ORLANDO, Fla.—It used to be the water spilled over Lake Okeechobee’s southern shore, flowing eventually into the sawgrass prairies of the Florida Everglades. For thousands of years the marsh vegetation flourished and died here in an endless cycle, the plant remains falling beneath the slow-coursing water to form a rich layer of organic soil called peat.
Over time the fertile soil, along with the subtropical climate and abundance of water, drew the attention of farmers, who as far back as the 1880s began digging canals to drain away the water and expose the peat for planting.
Today this region, known as the Everglades Agricultural Area, is among the nation’s most bountiful, raising rice, sod, vegetables like lettuce, celery and corn and most notably sugar cane, making Florida the country’s top producer of the crop.
Growing evidence suggests that draining the water and exposing the peat also has made the region a significant source of greenhouse gas emissions, which are warming the global climate and contributing to impacts like hotter temperatures, rising seas and more damaging hurricanes.
The Everglades represent Florida’s most important freshwater resource. The watershed spans much of the peninsula, encompassing the Kissimmee River, Lake Okeechobee, sawgrass prairies to the south and Florida Bay. Various efforts over the last century to drain the Everglades, the largest steered by the U.S. Army Corps of Engineers, have made modern Florida possible and left the river of grass drastically altered. A $21 billion federal and state effort to restore the Everglades is among the most ambitious of its kind in human history.
The Everglades Agricultural Area hugs the southern shore of Lake Okeechobee, the state’s largest lake. Emissions here especially are a concern because, although vast swaths throughout the watershed have been drained, this region historically harbored the greatest deposits of peat, said Meenakshi Chabba, ecosystem and resilience scientist at the Everglades Foundation, an advocacy group that commissioned one recent study on the emissions.

▸ **TASK A**:
Convert the records, starting at the beginning of the records and ending at the line that contains "188 85 L 21", into a two-column CSV with the columns request and answer. Give each request's text and its answer in one quoted field apiece, turn line breaks into spaces, and leave out the pictures.
The records that follow have no connection to the article on Everglades peat.

▸ **Records from a dataset**:
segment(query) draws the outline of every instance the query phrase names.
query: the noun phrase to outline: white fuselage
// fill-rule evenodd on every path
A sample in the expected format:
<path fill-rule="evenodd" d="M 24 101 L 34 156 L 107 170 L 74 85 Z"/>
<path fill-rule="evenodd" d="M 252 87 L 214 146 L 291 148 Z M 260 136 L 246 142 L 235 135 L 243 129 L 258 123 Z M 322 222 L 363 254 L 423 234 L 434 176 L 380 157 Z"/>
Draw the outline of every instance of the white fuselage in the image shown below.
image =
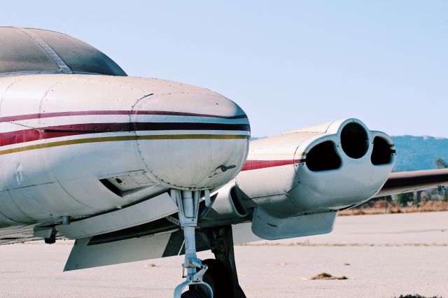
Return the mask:
<path fill-rule="evenodd" d="M 188 85 L 21 76 L 0 78 L 0 227 L 100 213 L 169 188 L 216 188 L 248 153 L 244 111 Z"/>

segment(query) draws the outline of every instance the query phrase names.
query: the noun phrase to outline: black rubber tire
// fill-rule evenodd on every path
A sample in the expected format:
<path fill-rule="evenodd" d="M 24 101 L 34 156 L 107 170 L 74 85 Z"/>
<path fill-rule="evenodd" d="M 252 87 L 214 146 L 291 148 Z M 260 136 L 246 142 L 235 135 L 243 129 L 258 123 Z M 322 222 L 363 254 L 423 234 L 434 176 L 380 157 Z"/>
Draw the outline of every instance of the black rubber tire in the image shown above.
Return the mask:
<path fill-rule="evenodd" d="M 224 264 L 215 259 L 204 260 L 202 264 L 209 266 L 202 280 L 211 287 L 214 298 L 233 297 L 232 277 Z"/>
<path fill-rule="evenodd" d="M 182 298 L 209 298 L 202 290 L 188 290 L 182 293 Z"/>

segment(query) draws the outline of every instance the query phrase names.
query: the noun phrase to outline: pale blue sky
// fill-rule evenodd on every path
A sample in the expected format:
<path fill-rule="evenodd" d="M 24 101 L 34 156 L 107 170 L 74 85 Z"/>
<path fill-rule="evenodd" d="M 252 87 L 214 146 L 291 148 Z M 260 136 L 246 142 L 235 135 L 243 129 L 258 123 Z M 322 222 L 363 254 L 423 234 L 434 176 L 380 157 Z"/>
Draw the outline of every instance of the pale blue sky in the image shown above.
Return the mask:
<path fill-rule="evenodd" d="M 344 118 L 448 137 L 448 1 L 8 1 L 1 25 L 66 33 L 130 76 L 218 92 L 253 136 Z"/>

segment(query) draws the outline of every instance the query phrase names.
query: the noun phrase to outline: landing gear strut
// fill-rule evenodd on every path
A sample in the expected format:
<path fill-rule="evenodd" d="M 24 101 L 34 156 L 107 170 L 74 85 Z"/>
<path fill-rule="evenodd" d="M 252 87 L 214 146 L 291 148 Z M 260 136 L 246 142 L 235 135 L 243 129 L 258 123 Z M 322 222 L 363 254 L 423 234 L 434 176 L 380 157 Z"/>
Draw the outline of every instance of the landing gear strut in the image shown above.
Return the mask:
<path fill-rule="evenodd" d="M 200 192 L 172 190 L 171 196 L 172 199 L 177 203 L 179 208 L 179 221 L 181 227 L 183 229 L 185 239 L 185 261 L 182 264 L 183 269 L 182 276 L 186 278 L 186 281 L 174 290 L 174 298 L 181 298 L 183 289 L 188 286 L 200 288 L 200 290 L 190 290 L 186 292 L 186 295 L 182 295 L 184 297 L 200 297 L 199 294 L 201 293 L 202 296 L 205 294 L 205 297 L 213 298 L 211 287 L 202 281 L 202 277 L 207 270 L 207 265 L 202 264 L 202 261 L 196 255 L 195 228 L 197 226 Z M 188 292 L 190 294 L 188 294 Z M 197 295 L 193 292 L 197 292 Z"/>
<path fill-rule="evenodd" d="M 195 231 L 200 192 L 172 190 L 171 195 L 179 208 L 179 222 L 183 229 L 185 261 L 182 267 L 183 277 L 186 278 L 174 290 L 174 298 L 246 298 L 238 283 L 232 226 L 202 229 L 200 233 L 208 239 L 216 260 L 201 261 L 196 255 Z M 189 290 L 182 293 L 186 287 Z"/>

▸ **TASK B**:
Carry on the article about greenhouse gas emissions from the drained Everglades peat past its final sentence.

▸ **WRITTEN RESPONSE A**:
request,answer
"segment(query) draws the outline of every instance the query phrase names. query: the noun phrase to outline: white fuselage // fill-rule evenodd on every path A sample in the expected format: <path fill-rule=""evenodd"" d=""M 24 101 L 34 156 L 107 170 L 74 85 Z""/> <path fill-rule=""evenodd"" d=""M 252 87 L 214 146 L 291 148 Z M 260 136 L 246 142 L 235 135 L 243 129 L 258 123 Z M 322 222 L 363 254 L 423 234 L 434 176 L 380 157 Z""/> Draw the outline of every instance of the white fuselage in the image shown below. image = Return the mask:","<path fill-rule=""evenodd"" d=""M 188 85 L 21 76 L 0 78 L 0 227 L 100 213 L 169 188 L 216 188 L 248 153 L 244 111 Z""/>"

▸ **WRITTEN RESPONSE B**:
“This is one little spot nestled in a highly conserved area that is really a global emissions hotspot,” she said. “Right here is the Everglades Agricultural Area, which is bleeding greenhouse gas emissions and leading to global heating.”
The study, conducted by Winrock International, a nonprofit focused on social, agricultural and environmental issues, found that sugar cane production in the Everglades Agricultural Area accounted for more than 7.3 million metric tons of greenhouse gas emissions annually, an amount equivalent to that from 1.6 million gas-powered passenger vehicles driven for one year. The scope of the emissions would place the region among the top 100 greenhouse gas polluters in the U.S., in a league with the likes of Nebraska Public Power District (7.6 million metric tons) and East Kentucky Power Cooperative (7.3 million metric tons), which are 82nd and 83rd on the list, said Steve Davis, chief science officer at the Everglades Foundation.
The vast majority of the agricultural area’s emissions, 84 percent, were a result of drainage leading to peat oxidation and loss, according to the study. The researchers also examined emissions related to agricultural equipment (3.8 percent), pre-harvest field burning (1.7 percent), drainage canals (1 percent), pesticides (0.7 percent) and fertilizers (0.6 percent), among other sources. Emissions associated with the processing of sugar cane were excluded because the region’s mills and refineries are powered through the combustion of sugar cane by-products, the study said.
Florida’s largest sugar growers characterized the study as inaccurate and based on faulty data and analysis. U.S. Sugar, responsible for nearly 10 percent of all the sugar produced in the U.S., pointed out the region plays an important part in providing the nation’s food and that cane is a crop that absorbs carbon. Florida Crystals Corp., another leading producer of sugar cane, said its farmers have taken steps to minimize peat loss and greenhouse gas emissions by focusing, for instance, on minimizing soil disturbance and keeping soils covered.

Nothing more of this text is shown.